→ About this task
In the records below, the line containing "point: the white number" marks the start. Copy that line and everything after it exactly, through the last line.

→ Data listing
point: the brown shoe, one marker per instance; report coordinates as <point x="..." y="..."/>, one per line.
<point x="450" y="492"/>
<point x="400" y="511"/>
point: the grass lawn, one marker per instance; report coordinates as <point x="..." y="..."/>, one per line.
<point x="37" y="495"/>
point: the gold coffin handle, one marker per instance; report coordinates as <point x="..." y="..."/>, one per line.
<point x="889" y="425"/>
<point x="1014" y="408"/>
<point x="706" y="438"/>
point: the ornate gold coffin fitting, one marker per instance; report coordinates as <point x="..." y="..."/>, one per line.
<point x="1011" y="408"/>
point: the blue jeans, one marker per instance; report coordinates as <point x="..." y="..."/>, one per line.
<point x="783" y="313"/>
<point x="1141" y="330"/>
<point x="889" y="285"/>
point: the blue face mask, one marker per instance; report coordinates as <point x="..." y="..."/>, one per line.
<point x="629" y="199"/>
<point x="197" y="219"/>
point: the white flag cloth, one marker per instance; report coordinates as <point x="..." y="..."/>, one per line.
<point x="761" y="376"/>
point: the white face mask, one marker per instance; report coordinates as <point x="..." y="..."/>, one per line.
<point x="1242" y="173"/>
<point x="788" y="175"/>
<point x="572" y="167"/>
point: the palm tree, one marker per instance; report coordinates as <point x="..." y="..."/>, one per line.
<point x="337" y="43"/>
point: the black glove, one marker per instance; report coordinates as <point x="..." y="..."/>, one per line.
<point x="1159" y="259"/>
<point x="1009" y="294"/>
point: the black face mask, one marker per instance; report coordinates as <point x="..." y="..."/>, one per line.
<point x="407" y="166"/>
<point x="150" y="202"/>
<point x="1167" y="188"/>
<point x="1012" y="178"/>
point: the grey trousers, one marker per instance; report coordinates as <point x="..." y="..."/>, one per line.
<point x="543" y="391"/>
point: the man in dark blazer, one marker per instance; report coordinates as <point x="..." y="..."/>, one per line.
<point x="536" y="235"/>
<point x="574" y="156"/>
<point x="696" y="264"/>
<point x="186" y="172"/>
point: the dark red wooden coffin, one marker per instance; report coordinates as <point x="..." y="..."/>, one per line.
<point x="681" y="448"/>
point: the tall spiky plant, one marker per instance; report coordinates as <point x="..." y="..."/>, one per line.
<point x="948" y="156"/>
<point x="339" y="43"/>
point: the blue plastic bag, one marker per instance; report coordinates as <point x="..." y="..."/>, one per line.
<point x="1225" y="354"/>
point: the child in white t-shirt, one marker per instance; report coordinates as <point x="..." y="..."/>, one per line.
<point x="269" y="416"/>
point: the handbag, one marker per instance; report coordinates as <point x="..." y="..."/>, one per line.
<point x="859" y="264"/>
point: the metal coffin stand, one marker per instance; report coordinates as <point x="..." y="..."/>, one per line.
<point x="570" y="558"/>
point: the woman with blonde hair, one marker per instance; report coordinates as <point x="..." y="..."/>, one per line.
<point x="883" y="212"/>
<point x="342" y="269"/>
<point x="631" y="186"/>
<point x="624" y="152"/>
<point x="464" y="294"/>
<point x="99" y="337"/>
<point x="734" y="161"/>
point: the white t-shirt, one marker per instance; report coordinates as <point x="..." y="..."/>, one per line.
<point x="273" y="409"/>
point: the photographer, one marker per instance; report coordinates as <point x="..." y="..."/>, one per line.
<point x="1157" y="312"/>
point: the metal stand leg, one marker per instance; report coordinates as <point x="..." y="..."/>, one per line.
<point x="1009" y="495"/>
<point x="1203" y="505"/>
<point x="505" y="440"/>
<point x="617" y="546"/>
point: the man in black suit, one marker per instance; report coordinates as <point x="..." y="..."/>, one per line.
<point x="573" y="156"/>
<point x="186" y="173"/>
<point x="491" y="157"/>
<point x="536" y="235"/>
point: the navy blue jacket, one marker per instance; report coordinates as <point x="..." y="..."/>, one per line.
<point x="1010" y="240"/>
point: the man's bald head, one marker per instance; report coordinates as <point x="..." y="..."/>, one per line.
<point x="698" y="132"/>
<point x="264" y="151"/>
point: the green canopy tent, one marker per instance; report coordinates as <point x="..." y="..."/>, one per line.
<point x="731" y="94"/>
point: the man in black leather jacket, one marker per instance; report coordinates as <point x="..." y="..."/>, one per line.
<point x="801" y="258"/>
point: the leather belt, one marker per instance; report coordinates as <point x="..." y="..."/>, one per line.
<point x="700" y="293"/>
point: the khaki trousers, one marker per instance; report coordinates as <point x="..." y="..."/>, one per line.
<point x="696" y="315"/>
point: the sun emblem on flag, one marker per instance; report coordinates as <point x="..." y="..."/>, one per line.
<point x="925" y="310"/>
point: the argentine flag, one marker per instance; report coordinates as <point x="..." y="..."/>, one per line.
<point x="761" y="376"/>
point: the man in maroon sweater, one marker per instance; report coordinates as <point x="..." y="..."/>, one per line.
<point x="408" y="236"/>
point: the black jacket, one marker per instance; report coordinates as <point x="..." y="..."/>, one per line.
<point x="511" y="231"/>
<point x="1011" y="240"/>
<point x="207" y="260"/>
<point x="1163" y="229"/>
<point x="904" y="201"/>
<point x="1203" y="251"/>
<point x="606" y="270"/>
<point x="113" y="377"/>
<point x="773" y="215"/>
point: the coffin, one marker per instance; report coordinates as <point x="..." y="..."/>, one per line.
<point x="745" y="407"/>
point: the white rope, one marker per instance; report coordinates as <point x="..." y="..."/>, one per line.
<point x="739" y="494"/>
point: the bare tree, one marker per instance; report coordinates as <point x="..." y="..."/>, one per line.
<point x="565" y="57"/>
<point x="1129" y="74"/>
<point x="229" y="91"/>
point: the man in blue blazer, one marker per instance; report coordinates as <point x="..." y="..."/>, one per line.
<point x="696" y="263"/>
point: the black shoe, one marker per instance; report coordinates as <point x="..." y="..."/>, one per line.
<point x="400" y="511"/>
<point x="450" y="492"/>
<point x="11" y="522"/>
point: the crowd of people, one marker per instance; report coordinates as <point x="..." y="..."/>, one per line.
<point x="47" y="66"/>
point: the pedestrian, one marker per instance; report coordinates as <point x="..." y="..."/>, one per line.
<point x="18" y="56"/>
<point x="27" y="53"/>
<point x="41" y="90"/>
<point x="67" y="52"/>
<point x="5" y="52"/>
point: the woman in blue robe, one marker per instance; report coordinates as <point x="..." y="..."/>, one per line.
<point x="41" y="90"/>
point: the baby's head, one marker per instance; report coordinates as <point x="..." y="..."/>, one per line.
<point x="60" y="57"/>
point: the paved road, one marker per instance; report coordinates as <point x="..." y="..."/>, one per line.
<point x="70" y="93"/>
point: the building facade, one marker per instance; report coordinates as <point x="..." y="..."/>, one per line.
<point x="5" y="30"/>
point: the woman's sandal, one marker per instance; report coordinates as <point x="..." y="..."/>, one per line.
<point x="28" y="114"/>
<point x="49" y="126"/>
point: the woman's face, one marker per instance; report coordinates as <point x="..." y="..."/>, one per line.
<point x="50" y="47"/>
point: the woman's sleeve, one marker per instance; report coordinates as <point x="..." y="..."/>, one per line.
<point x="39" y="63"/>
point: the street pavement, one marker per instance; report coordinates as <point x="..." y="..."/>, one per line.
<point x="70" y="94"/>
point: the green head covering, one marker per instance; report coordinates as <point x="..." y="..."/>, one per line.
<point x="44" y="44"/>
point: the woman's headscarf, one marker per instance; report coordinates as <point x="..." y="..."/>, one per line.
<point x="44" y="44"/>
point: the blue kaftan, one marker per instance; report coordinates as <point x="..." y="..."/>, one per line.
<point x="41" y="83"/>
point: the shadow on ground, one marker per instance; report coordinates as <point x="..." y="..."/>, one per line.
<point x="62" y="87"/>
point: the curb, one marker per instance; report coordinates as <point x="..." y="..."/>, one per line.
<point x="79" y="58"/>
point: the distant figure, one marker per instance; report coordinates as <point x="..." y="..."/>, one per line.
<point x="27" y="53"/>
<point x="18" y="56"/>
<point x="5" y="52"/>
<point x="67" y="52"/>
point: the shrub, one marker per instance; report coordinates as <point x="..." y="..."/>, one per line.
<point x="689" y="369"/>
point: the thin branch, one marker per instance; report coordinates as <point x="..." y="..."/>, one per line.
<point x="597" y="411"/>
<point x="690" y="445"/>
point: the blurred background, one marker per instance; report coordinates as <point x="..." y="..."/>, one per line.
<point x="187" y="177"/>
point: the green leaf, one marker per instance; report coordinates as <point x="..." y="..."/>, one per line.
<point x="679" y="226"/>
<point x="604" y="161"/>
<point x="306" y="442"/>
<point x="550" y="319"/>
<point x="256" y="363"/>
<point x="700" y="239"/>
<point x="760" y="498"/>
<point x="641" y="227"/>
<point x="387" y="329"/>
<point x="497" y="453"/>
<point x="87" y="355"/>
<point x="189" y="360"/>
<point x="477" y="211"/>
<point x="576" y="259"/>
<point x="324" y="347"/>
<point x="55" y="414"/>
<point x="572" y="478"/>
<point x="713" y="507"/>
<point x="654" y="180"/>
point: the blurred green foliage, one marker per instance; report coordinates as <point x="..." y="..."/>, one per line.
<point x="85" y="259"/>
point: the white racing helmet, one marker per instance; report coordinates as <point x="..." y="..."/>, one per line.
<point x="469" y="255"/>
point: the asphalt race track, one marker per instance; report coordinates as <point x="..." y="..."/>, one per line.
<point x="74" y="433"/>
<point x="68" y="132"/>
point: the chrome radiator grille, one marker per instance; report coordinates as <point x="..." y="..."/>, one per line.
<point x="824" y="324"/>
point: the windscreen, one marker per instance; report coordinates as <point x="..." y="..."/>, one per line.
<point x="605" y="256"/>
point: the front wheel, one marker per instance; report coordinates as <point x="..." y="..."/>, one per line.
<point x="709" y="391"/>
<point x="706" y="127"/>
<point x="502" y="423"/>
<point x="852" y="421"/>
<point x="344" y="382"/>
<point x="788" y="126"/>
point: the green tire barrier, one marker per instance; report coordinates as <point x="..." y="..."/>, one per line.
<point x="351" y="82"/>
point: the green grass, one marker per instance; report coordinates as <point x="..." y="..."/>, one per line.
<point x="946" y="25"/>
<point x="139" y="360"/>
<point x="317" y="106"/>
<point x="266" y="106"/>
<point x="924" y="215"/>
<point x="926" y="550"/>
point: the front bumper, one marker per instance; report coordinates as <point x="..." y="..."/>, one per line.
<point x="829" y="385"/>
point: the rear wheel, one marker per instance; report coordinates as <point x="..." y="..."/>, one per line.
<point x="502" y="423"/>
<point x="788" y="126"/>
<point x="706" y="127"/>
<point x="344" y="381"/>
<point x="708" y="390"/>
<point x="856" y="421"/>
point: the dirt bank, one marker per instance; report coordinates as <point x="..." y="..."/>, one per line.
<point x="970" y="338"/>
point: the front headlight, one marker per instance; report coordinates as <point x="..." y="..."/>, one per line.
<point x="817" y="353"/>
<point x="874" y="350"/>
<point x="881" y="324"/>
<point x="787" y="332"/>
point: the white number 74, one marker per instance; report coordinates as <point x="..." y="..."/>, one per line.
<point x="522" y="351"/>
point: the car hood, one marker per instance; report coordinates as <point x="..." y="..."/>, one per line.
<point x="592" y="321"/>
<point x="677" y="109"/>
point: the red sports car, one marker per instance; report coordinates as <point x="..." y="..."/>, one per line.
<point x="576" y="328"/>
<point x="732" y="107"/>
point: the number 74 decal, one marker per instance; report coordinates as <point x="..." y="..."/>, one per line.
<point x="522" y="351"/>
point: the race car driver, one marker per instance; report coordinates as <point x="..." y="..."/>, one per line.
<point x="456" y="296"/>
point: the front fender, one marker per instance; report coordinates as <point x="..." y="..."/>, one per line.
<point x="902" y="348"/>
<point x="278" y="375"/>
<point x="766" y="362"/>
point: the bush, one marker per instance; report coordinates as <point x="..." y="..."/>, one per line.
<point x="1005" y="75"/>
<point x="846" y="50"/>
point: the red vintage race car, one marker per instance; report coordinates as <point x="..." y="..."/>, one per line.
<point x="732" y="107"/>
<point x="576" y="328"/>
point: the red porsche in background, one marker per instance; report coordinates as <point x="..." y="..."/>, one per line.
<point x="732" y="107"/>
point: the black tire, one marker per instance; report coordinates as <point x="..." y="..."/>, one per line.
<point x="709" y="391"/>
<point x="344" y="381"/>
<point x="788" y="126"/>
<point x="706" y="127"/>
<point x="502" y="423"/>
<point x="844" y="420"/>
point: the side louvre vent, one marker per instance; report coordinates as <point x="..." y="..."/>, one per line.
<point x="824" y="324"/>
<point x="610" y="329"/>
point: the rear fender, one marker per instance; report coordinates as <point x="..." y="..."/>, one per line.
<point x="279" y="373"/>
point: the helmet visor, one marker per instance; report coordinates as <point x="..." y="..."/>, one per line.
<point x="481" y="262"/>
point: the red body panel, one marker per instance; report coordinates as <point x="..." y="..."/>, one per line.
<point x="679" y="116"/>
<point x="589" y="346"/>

→ Written response
point: the white number 74, one marker per instance; report coordinates as <point x="..." y="..."/>, one per line.
<point x="522" y="351"/>
point: the car hood, one marker per instance; report coordinates as <point x="..." y="..."/>, one per line.
<point x="592" y="321"/>
<point x="677" y="109"/>
point: the red sports car, one marker per instance; report coordinates as <point x="..." y="..."/>, one per line.
<point x="576" y="328"/>
<point x="732" y="107"/>
point: the number 74 decal, one marker per instance; report coordinates as <point x="..." y="..."/>, one per line.
<point x="522" y="351"/>
point: the race car driver, one marker per instance; report coordinates as <point x="..." y="..."/>, one per line.
<point x="456" y="296"/>
point: the front fender, one marker per instance; report coordinates as <point x="..." y="..."/>, one per line.
<point x="902" y="348"/>
<point x="278" y="375"/>
<point x="766" y="362"/>
point: the bush, one marker per instance; report coordinates as <point x="..." y="..."/>, one per line.
<point x="1005" y="75"/>
<point x="846" y="50"/>
point: the red vintage race car, one marker per instance; report coordinates as <point x="..." y="..."/>, one per line.
<point x="732" y="107"/>
<point x="576" y="328"/>
point: the red porsche in background, one marker per instance; report coordinates as <point x="..." y="..."/>, one per line.
<point x="732" y="107"/>
point: the black tire, one marker per instance; report coordinates as <point x="..." y="..."/>, one per line.
<point x="709" y="391"/>
<point x="344" y="381"/>
<point x="788" y="126"/>
<point x="706" y="127"/>
<point x="502" y="423"/>
<point x="844" y="420"/>
point: the side louvre vent, one marker per instance; report coordinates as <point x="..." y="..."/>, one per line.
<point x="824" y="324"/>
<point x="610" y="329"/>
point: the rear fender, one marker per instance; report coordinates as <point x="..." y="..."/>, one per line.
<point x="279" y="373"/>
point: the helmet visor, one marker per instance; report coordinates as <point x="..." y="..."/>, one per line.
<point x="481" y="262"/>
point: the red body panel, one marker per instance; report coordinates as <point x="..." y="..."/>, one per line.
<point x="679" y="116"/>
<point x="589" y="346"/>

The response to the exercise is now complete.